▶ _Ваши задания_
a) Какие животные были запряжены в телегу, которой автор любовался, согласно отрывку о Лионе?
b) Выпишите из отрывка о Лионе фрагмент, начиная со слов "Стоит заметить одежду" и заканчивая словами "наконец, впереди лошадь.".
c) Продолжите отрывок о Лионе с того места, на котором он заканчивается.

▶ _Фрагмент текста_
______________________________

Стоит заметить одежду здешних извозчиков и матросов: первые ходят в длинных рубахах сверх нижнего платья, почти как наши крестьяне, с тою, однако ж, разницею, что они ничем не опоясаны и чрезвычайно нечисты; вторые отличаются своими огромными шляпами, покрывающими половину спины. Здешняя упряжка также иногда довольно примечательна: раз мне случилось любоваться телегою, в которую были заложены осел, мул, корова и, наконец, впереди лошадь.
Лионский музеум, в котором я был два раза, доставил мне большое наслаждение. Здесь в большом множестве древностей важен огромный мозаик, представляющий примерное морское сражение и служивший, вероятно, помостом в летнем доме или в бане какого-нибудь богатого лугдунского[100] гражданина. Из произведений новейших заняли меня особенно Персей и Андромеда из алого мрамора работы ваятеля Шинара:[101] смелость, легкость, прелесть всех частей тела Персеева достойны Торвальдсена, достойны древних; на лице его дышит нежнейшая заботливость; он, оборотись, смотрит на Андромеду, которую, спасенную, но полумертвую от ужаса, несет на руках. Как жаль, если справедливо, что Шинар, довольный приобретенным богатством, перестал трудиться для славы и бессмертия!
Картин в Лионском музеуме немного, но некоторые важны для любителя. Филипп де Шампань,[102] хотя собственно родом из Брюсселя (фламанец), может служить нам примером всех достоинств и недостатков большей части исторических живописцев Французской школы. Его рисовка верна, расцвечение свежо; правила анатомии везде соблюдены; складь одежды тщательна и вместе свободна; в его лицах есть что-то красивое — в них все черты, вся наружность, все, если смею сказать, телесное идеала, но нет и тени той высокой прелести, которая одна утонченную земную природу возвышает до истинного идеала; выражение его лиц разительно, но по большей части ложно и принужденно, и потому его лучшие произведения получают что-то похожее на кривляние. Филипп де Шампань заимствовал все свое искусство у лучших италианских художников; но он не был Промефеем: он не мог похитить их вдохновения. В Лионе его лучшее произведение — известная «Святая вечерь», в которой, как говорит предание, изобразил он в виде апостолов своих друзей — пор-рояльских отшельников. Признаюсь, что я готов верить этому сказанию; по крайней мере нет сомнения, что все лица в этой вечери — портреты. В сем отношении эта картина Филиппа де Шампань принадлежит к одному разряду с прекрасною грешницею работы Пиомбо,[103] виденною мною в Берлине; но Пиомбо несравненно превосходит французского художника даже и в этом, не столь трудном роде. Примечательнейшее из лиц последнего — Иуда.

______________________________

▶ _Строки данных_
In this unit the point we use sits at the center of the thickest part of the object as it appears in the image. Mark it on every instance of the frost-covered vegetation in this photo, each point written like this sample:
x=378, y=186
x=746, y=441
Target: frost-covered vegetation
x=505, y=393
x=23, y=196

______________________________

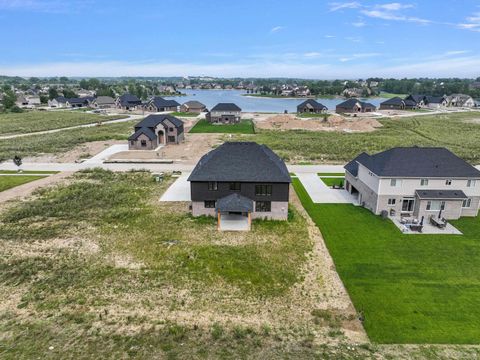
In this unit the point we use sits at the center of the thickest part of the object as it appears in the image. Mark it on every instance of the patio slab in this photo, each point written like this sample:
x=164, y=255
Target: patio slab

______________________________

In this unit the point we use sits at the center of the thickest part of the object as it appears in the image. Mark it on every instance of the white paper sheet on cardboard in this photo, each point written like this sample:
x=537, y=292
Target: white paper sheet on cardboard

______________________________

▶ _Ответы к заданиям_
a) Осел, мул, корова и впереди лошадь.

b)
Стоит заметить одежду здешних извозчиков и матросов: первые ходят в длинных рубахах сверх нижнего платья, почти как наши крестьяне, с тою, однако ж, разницею, что они ничем не опоясаны и чрезвычайно нечисты; вторые отличаются своими огромными шляпами, покрывающими половину спины. Здешняя упряжка также иногда довольно примечательна: раз мне случилось любоваться телегою, в которую были заложены осел, мул, корова и, наконец, впереди лошадь.

c)
Кроме «Вечери» здесь еще несколько картин работы Филиппа де Шампань: мы заметим открытие мощей — святых Гервазия и Протазия. Целое в том роде, который италианцы называют грандиозным; но здесь особенно разительно
В изгнании продавцов из храма Жан Жувене (Jouvenet)[104] ничем не уступает в ложном величии Филиппу де Шампань. Иисус без малейшего признака божественности своего гнева.
С удовольствием остановишься после сих ложно прекрасных детей Французской школы на истинно прекрасном произведении Лионского уроженца Иакова Стелы.[105] Младенец спаситель в объятиях Богоматери принимает поклонение ангелов. В вертепе возле яслей сына, в обители нищеты и смирения, Мария видит всю славу небесную: в чертах ее выражение чистейшей любви и невинности. Созерцание этого благодатного лица согревает душу, — и признаюсь, мне нужно было согреться после холодной пышности Филиппа де Шампань и Жувене!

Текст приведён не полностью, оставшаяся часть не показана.